** EXERCISE DETAILS **
Show each line in the items below that contains the word "water", copying every such line in full.

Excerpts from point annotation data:

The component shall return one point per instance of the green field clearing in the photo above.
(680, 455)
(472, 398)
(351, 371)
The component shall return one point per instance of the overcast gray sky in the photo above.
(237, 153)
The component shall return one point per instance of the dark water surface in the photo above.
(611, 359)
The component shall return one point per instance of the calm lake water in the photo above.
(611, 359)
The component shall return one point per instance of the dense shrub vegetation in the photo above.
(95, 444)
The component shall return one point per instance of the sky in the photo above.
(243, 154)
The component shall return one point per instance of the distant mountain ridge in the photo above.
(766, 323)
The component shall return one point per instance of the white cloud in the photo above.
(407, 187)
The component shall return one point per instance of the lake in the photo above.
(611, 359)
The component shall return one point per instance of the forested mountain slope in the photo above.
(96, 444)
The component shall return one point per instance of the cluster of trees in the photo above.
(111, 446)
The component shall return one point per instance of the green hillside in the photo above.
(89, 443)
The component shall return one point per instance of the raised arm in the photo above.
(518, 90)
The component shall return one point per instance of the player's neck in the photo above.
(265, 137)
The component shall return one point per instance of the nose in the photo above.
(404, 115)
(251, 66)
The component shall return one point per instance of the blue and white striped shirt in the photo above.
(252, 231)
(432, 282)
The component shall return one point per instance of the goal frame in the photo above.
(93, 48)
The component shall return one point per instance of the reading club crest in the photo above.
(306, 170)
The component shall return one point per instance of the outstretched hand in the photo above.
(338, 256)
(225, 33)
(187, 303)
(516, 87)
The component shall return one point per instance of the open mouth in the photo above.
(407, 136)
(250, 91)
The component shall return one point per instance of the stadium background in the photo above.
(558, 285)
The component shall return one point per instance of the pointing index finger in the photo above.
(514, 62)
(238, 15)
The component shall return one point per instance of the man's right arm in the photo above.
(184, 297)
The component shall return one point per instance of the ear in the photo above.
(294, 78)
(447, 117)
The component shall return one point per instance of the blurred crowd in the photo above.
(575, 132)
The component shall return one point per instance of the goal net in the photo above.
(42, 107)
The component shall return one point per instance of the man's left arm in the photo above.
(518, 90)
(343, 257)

--

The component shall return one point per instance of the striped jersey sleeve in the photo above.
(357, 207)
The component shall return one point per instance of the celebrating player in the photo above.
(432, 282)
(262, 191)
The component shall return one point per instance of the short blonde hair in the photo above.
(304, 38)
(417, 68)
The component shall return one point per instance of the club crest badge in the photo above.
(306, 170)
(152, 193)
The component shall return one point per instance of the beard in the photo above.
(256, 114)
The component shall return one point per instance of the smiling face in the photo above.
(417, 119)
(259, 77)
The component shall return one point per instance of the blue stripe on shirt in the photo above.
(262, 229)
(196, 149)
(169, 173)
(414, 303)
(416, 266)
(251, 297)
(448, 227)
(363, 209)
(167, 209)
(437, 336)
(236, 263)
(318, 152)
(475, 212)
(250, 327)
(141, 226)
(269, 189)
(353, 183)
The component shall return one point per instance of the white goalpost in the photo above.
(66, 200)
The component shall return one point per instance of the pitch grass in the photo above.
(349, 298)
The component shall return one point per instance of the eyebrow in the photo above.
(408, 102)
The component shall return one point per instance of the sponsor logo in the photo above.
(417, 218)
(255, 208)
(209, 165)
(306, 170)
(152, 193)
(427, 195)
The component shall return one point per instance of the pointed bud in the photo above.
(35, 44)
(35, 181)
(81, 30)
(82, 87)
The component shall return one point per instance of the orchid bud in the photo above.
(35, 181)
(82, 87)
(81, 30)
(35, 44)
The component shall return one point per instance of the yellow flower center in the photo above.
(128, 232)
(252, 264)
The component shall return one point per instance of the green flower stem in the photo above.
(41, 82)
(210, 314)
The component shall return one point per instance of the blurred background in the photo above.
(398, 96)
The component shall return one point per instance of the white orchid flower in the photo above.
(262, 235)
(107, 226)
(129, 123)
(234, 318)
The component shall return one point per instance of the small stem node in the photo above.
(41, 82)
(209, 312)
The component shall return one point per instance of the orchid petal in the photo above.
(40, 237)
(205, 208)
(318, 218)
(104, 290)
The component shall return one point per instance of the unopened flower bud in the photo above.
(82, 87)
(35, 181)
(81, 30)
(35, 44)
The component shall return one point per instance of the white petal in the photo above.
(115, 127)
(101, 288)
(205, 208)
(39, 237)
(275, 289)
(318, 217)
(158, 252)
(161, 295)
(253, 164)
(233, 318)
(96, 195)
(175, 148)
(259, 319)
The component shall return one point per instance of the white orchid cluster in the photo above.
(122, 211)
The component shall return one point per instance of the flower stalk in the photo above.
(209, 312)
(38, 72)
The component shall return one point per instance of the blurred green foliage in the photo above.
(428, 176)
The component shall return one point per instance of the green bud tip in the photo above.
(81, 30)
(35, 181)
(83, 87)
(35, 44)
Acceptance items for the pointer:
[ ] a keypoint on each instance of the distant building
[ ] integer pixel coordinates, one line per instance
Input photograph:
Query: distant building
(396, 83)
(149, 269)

** SOLVED PROBLEM **
The component shall return one point per instance of the dark water surface in the photo above.
The component shall return one point per instance of the calm lake water in the photo above.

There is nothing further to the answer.